On 2023/8/21 18:50, Will Deacon wrote:
> On Sat, Aug 19, 2023 at 06:22:12PM +0800, Shuai Xue wrote:
>> When a process tries to access a page that is already offline
>
> How does this happen?
Case 1:
When a process consume poison, it will trigger a Synchronous External Abort.
The memory-failure.c on arm64 platform does not work as expected, it does NOT
send sigbus to the process consumed poison because GHES handle all notification
as Action Option event. Process will not be collected to be killed unless explicitly
set early kill in mm/memory-failure.c:collect_procs(). Even worse, QEMU relies on
SIGBUS and its code to perform vSEA injection into the Guest Kernel.
The memory-failure.c only offlines the page which unmaps the page from process.
and the process will start from the last PC so that a page fault occurs. Then
a sigbus will send to process in do_page_fault() with BUS_MCEERR_AR.
By the way, I have sent a patch set to solve the memory failure workflow in GHES[1]
collect some reviewed-tags, but there has been no response since the last version
sent 4 months ago. Could you please help to review it? Thank you.
https://lore.kernel.org/all/[email protected]/
Case 2:
When a poison page shared by many processes, the memory-failure.c unmap the poison page
from all processes and only send sigbus to the process which accessing the poison page.

━━━

### Set task
Can you reproduce everything in the arm64 memory-failure email from "On 2023/8/21 18:50, Will" down to "Synchronous External Abort.", word for word?

### Data excerpt
━━━

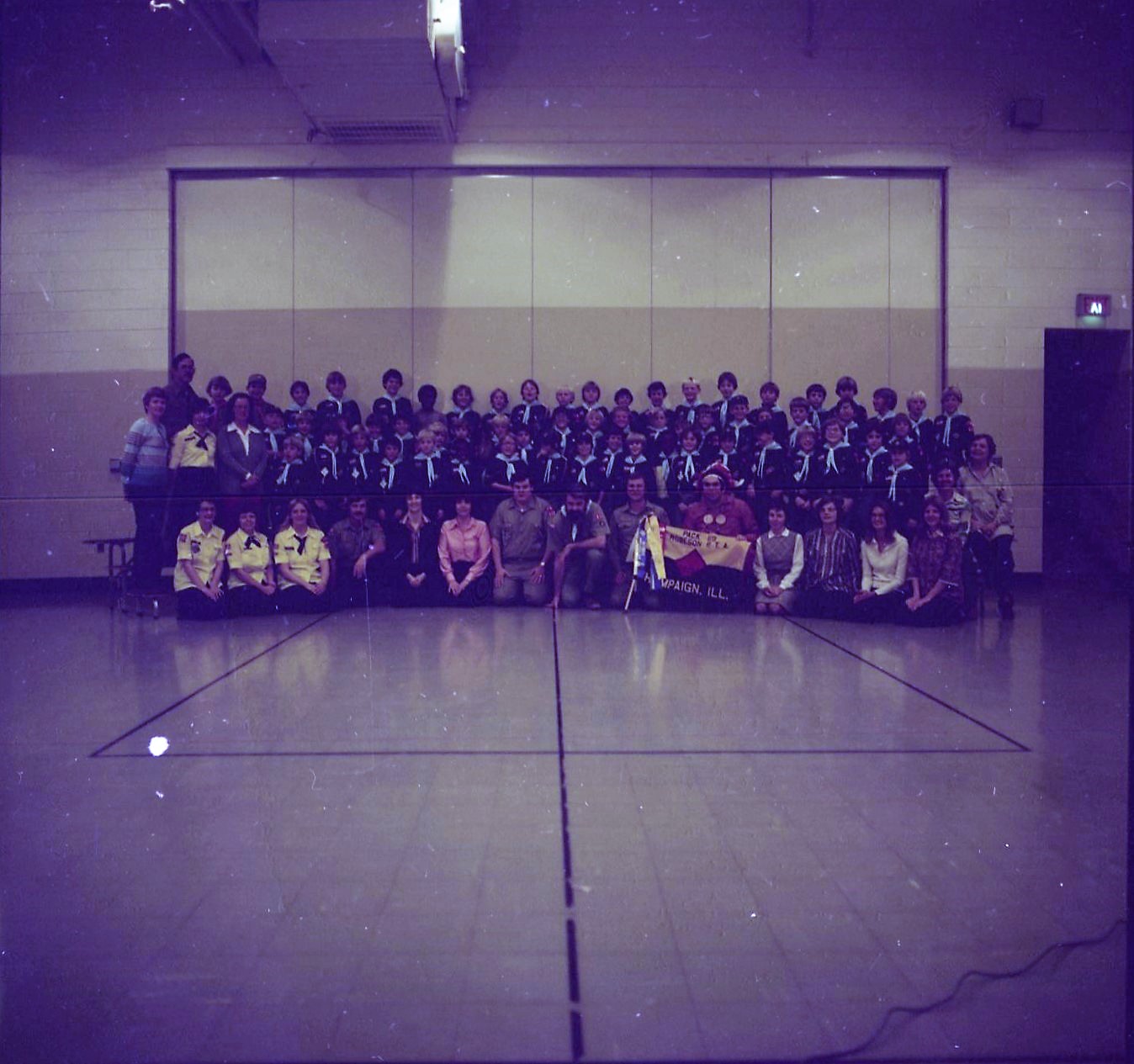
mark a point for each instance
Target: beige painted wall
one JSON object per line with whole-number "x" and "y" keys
{"x": 624, "y": 279}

━━━

### The answer
On 2023/8/21 18:50, Will Deacon wrote:
> On Sat, Aug 19, 2023 at 06:22:12PM +0800, Shuai Xue wrote:
>> When a process tries to access a page that is already offline
>
> How does this happen?
Case 1:
When a process consume poison, it will trigger a Synchronous External Abort.